##### GIVEN INFORMATION

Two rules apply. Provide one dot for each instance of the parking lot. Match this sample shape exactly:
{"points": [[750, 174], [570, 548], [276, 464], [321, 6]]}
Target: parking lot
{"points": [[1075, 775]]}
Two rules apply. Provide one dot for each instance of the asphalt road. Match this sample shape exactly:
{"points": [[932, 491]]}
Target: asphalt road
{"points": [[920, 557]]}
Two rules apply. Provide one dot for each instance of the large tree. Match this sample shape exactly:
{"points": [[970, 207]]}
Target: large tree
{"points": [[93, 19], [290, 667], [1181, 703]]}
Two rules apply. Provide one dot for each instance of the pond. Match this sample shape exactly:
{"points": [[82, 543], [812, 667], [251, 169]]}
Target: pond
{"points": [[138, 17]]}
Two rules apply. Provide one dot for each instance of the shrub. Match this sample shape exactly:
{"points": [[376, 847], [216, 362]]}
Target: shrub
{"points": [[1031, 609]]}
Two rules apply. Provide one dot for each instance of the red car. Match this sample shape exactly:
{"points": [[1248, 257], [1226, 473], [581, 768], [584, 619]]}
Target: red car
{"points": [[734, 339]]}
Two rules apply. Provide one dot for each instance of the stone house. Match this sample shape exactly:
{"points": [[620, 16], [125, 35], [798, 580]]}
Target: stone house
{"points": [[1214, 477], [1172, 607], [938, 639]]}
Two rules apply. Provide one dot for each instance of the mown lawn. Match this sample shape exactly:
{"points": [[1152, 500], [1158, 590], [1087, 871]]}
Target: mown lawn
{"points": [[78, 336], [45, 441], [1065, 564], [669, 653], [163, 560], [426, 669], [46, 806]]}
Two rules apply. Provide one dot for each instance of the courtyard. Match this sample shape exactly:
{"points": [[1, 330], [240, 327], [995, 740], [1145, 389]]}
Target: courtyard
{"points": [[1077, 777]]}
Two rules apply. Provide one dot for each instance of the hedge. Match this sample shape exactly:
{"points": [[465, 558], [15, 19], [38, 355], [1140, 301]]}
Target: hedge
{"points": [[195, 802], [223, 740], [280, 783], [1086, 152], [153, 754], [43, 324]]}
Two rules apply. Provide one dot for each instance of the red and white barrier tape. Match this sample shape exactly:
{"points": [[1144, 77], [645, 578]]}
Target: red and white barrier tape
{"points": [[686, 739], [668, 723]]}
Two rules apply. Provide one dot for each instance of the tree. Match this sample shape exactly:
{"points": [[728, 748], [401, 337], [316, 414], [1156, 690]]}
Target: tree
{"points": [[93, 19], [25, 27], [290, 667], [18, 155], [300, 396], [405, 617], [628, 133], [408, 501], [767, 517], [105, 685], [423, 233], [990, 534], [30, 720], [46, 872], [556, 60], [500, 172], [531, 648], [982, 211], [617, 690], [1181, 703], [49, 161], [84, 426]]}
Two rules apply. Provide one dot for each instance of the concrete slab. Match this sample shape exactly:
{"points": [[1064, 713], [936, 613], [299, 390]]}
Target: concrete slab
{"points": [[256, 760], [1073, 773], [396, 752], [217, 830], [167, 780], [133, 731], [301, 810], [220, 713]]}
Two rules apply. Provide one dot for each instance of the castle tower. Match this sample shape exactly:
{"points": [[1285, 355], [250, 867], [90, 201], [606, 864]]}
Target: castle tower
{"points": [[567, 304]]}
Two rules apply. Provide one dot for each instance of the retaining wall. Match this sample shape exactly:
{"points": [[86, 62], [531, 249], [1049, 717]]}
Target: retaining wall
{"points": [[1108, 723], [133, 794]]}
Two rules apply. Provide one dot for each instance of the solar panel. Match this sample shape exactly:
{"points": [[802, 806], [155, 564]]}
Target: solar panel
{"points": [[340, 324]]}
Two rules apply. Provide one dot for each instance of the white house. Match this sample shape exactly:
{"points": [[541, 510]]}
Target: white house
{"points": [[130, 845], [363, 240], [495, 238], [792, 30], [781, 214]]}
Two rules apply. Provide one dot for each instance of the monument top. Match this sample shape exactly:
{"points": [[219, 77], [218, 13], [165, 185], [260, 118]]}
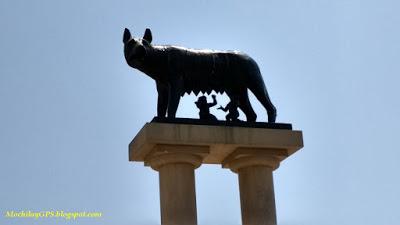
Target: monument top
{"points": [[215, 143]]}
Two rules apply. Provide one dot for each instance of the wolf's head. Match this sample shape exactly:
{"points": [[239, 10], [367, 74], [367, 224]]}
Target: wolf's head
{"points": [[135, 49]]}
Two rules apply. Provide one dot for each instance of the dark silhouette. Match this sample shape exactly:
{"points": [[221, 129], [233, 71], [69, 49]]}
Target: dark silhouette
{"points": [[204, 107], [233, 111], [178, 70]]}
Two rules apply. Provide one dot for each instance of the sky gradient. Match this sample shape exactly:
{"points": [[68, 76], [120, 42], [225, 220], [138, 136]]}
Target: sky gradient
{"points": [[70, 105]]}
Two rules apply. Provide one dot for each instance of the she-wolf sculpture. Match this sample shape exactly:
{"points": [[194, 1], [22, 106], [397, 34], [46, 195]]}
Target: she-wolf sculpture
{"points": [[179, 70]]}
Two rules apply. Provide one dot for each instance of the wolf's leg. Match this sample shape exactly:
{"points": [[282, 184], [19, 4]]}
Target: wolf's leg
{"points": [[262, 95], [175, 90], [245, 106], [162, 102]]}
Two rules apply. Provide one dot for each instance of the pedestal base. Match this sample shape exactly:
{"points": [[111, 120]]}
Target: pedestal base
{"points": [[176, 150]]}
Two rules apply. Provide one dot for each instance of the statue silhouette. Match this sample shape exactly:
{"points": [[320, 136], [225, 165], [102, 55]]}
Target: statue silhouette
{"points": [[179, 70], [233, 111], [204, 107]]}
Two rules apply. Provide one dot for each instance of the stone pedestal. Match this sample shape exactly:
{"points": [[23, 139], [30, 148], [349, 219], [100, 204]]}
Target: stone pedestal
{"points": [[176, 150]]}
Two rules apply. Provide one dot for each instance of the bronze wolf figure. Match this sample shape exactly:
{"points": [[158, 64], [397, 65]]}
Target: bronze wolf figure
{"points": [[179, 70]]}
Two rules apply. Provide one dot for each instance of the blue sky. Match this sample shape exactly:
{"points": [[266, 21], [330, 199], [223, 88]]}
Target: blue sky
{"points": [[70, 106]]}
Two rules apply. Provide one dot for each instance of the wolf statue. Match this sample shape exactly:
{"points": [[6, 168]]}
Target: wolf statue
{"points": [[179, 70]]}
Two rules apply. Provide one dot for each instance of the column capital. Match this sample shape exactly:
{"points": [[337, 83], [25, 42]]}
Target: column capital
{"points": [[246, 157], [163, 154]]}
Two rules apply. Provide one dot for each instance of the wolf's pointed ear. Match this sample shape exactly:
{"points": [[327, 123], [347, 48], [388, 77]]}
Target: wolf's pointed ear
{"points": [[147, 35], [127, 36]]}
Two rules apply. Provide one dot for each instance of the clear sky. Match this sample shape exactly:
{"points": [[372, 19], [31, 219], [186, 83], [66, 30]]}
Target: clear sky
{"points": [[70, 105]]}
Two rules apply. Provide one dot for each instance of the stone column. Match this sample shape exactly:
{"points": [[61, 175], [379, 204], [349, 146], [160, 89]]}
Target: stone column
{"points": [[254, 168], [175, 150], [176, 165]]}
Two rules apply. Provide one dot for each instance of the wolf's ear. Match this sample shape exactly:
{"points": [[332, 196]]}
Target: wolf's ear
{"points": [[147, 35], [127, 36]]}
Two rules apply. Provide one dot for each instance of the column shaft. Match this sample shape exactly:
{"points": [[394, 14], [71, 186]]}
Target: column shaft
{"points": [[177, 194], [257, 195]]}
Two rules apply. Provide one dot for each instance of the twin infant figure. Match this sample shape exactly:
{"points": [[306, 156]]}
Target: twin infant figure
{"points": [[205, 114]]}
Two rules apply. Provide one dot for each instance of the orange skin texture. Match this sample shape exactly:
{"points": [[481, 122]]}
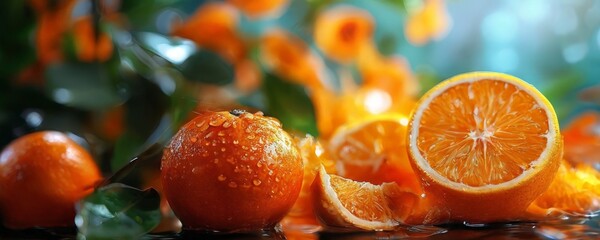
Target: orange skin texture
{"points": [[42, 176], [260, 8], [291, 58], [229, 173], [214, 26], [88, 47]]}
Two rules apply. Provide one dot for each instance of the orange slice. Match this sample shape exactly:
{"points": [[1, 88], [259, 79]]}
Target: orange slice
{"points": [[374, 150], [575, 191], [345, 204], [486, 144]]}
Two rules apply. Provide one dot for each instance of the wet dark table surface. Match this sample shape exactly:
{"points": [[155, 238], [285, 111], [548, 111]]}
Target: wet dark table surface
{"points": [[571, 228]]}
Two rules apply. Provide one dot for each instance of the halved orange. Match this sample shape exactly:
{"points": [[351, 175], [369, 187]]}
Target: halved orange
{"points": [[485, 144], [302, 216], [374, 150], [341, 203]]}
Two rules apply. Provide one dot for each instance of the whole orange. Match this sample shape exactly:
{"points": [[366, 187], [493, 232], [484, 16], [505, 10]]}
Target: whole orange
{"points": [[231, 171], [42, 176]]}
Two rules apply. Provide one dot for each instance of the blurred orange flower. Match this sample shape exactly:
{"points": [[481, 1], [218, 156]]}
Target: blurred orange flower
{"points": [[343, 31], [214, 26], [88, 46], [53, 22], [290, 57], [431, 21], [260, 8], [248, 76]]}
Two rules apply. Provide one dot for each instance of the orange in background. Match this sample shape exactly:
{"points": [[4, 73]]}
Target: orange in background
{"points": [[42, 176], [302, 217], [343, 31], [388, 86], [289, 57], [214, 26], [582, 139], [261, 8], [431, 21]]}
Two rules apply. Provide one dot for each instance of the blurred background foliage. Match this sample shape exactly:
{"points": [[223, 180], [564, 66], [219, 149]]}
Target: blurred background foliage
{"points": [[121, 76]]}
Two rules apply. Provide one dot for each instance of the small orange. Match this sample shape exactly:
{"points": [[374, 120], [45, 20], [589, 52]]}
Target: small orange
{"points": [[301, 216], [582, 139], [88, 46], [214, 26], [485, 144], [42, 176], [231, 171], [341, 203]]}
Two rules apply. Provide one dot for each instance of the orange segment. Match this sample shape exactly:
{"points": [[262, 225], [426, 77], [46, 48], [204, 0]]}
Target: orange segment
{"points": [[373, 150], [343, 203], [575, 190], [301, 216], [486, 144]]}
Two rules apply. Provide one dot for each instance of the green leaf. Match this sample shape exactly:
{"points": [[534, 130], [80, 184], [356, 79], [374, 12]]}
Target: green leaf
{"points": [[118, 211], [207, 67], [174, 50], [86, 86], [290, 104]]}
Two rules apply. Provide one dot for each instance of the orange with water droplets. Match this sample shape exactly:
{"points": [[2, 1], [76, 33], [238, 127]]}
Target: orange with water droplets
{"points": [[485, 144], [231, 171], [42, 176], [260, 8], [575, 190], [374, 150]]}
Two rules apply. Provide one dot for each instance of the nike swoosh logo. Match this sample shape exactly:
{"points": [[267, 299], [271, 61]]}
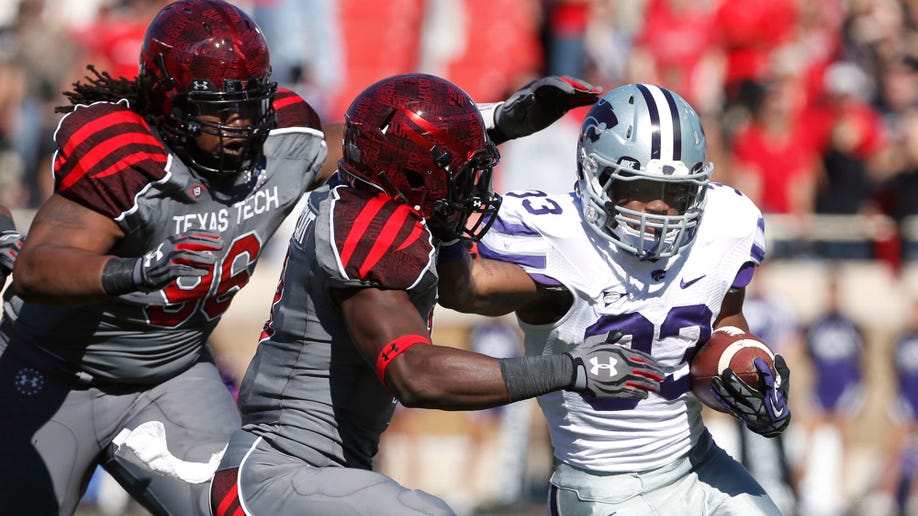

##########

TASK PROMPT:
Please print the rows again verbatim, from the line holding "of the green" through the end of the rows, both ends included. Leave the pictures out of your answer.

WORKED SOLUTION:
Two rules apply. Provide one dot for each instance of the green leaf. Match this sample shape exactly:
{"points": [[534, 130], [80, 184], [356, 79], [374, 12]]}
Target: green leaf
{"points": [[118, 211], [207, 67], [174, 50], [86, 86], [290, 104]]}
Two rules apply. Provide one dot for each instance of the orange with water droplets. Match this sample shape exactly:
{"points": [[2, 1], [76, 33], [238, 127]]}
Target: orange with water droplets
{"points": [[485, 144], [231, 171], [42, 176], [260, 8], [575, 190], [374, 150]]}
Two rules apply. Provide one dot for each instance of the nike swoosh logo. Match this sample shape exactly:
{"points": [[267, 299], [271, 61]]}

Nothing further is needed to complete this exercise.